* Compito scritto
Duplica tutte le voci riportate sotto, riga per riga e senza alcuna modifica, lasciando fuori dalla risposta le immagini.

* Voci
□ □ □ □ □ □ □
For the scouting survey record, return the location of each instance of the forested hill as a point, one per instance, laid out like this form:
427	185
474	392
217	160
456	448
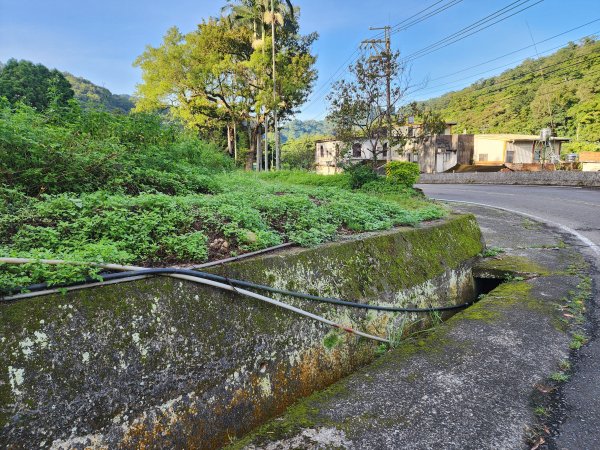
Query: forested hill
297	128
86	92
90	94
562	89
□ □ □ □ □ □ □
* Risultato finale
For the scouting survey record, return the location of each instance of the forested hill as a point, one per instance, laid out like this form:
427	185
474	392
217	160
456	448
Query: forested hill
297	128
86	92
90	94
562	89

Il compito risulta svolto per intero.